Excerpts from point annotation data:
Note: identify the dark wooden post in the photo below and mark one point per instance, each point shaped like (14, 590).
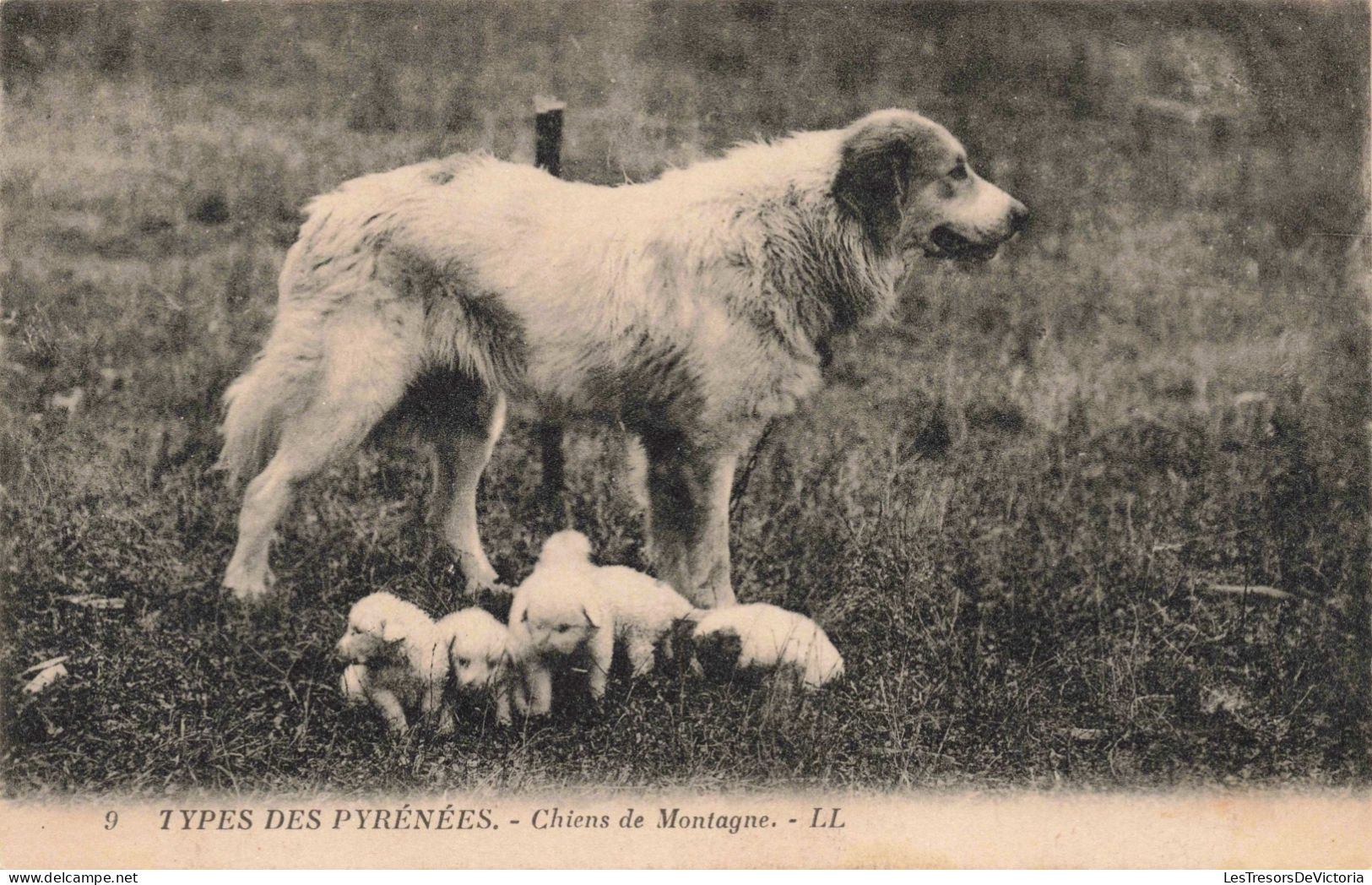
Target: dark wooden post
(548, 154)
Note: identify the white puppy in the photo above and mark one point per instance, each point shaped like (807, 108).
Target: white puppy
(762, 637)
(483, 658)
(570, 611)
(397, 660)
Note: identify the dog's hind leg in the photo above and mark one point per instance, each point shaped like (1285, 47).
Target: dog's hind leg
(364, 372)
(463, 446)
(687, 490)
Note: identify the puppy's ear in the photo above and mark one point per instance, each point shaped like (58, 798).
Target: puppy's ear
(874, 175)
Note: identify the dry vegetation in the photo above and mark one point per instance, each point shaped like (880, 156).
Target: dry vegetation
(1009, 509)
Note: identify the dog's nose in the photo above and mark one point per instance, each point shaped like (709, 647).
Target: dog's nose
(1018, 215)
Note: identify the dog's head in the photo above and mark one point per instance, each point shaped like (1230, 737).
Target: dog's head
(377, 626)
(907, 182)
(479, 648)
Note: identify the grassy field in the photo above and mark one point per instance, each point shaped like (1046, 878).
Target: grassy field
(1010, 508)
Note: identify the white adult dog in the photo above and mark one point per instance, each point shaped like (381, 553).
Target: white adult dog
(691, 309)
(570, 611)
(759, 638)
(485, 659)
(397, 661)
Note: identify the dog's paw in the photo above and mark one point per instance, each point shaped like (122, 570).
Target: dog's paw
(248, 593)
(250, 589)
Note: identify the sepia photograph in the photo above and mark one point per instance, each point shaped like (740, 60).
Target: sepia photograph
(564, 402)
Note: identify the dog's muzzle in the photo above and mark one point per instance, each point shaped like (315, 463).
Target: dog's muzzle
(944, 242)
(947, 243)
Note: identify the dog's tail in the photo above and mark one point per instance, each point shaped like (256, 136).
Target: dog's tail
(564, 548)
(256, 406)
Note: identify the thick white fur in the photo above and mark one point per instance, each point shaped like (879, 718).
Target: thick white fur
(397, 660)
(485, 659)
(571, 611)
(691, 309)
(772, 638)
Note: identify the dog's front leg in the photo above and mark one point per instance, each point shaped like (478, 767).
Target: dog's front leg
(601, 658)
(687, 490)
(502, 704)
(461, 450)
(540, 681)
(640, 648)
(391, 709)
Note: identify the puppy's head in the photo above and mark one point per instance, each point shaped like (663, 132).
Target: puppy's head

▸ INSTRUCTIONS TO FOLLOW
Convert the lines above into a numbered list, skipping any blank lines and leaving out the picture.

▸ CORRECT RESPONSE
1. Note: identify the dark wooden post in the photo below and mark one point per instance, each point shaped like (14, 590).
2. Target: dark wooden post
3. (548, 154)
4. Note: identify the white puppy in the photo above and mark one point per instance, each point shaped like (807, 108).
5. Target: white puppy
6. (762, 637)
7. (483, 658)
8. (570, 611)
9. (397, 660)
10. Note: identify the dog's hind leg in the photo above and mark one point per instance, each point shaped like (1285, 47).
11. Target: dog's hind leg
12. (364, 372)
13. (463, 446)
14. (687, 490)
15. Note: identify the puppy's ear in the photo above and mark one point per instance, each point shaped like (58, 798).
16. Target: puppy's ear
17. (874, 175)
18. Note: identify the dry vegetation in the photo above and mark one point per instance, each point shaped like (880, 156).
19. Target: dry vegetation
20. (1009, 509)
21. Note: identify the dog's nose in the photo above and mark one point per instance, each point shaped like (709, 647).
22. Target: dog's nose
23. (1018, 215)
24. Note: identify the dog's head in the photo above and mark one point per instance, each point shaped like (1230, 737).
25. Target: dog's head
26. (377, 626)
27. (907, 182)
28. (479, 648)
29. Note: identify the grassy field in the photo above and mark one point per instance, each point shaped like (1046, 878).
30. Target: grassy field
31. (1010, 508)
32. Note: identify the white adult dog in the photo above and mark one point per instance, each point shaped like (381, 553).
33. Target: white adult dog
34. (691, 309)
35. (570, 611)
36. (759, 638)
37. (485, 659)
38. (397, 661)
39. Note: identify the dog's paw in the photo above and mark one point per instance, each point shaped like (122, 570).
40. Target: dog's paw
41. (248, 593)
42. (250, 589)
43. Note: identify the sepia photograph in the photo above and mark one point per instance, each point shaped like (740, 60).
44. Target: sepia photograph
45. (564, 402)
46. Note: identify the dog's muzzle in the photo above and mark one point per instance, each point shaped like (315, 463).
47. Target: dog's muzzle
48. (944, 242)
49. (947, 243)
50. Note: identify the dog's tail in the photo above and mark one point per instance, each point shaped like (256, 136).
51. Target: dog's tail
52. (564, 548)
53. (256, 406)
54. Note: identify the thick white fur in the photo above and mark one point per instance, each point shaped like (879, 718).
55. Target: thick white fur
56. (397, 660)
57. (485, 659)
58. (571, 611)
59. (691, 309)
60. (772, 638)
61. Note: identify the dog's front leg in the photo above and mark one point per instance, each point shaped like (478, 767).
62. Target: dog's front leg
63. (601, 658)
64. (687, 490)
65. (502, 704)
66. (461, 450)
67. (540, 681)
68. (640, 648)
69. (391, 709)
70. Note: identify the puppy's head in the photo above and mark one point per instance, each point shaped like (663, 132).
71. Target: puppy's head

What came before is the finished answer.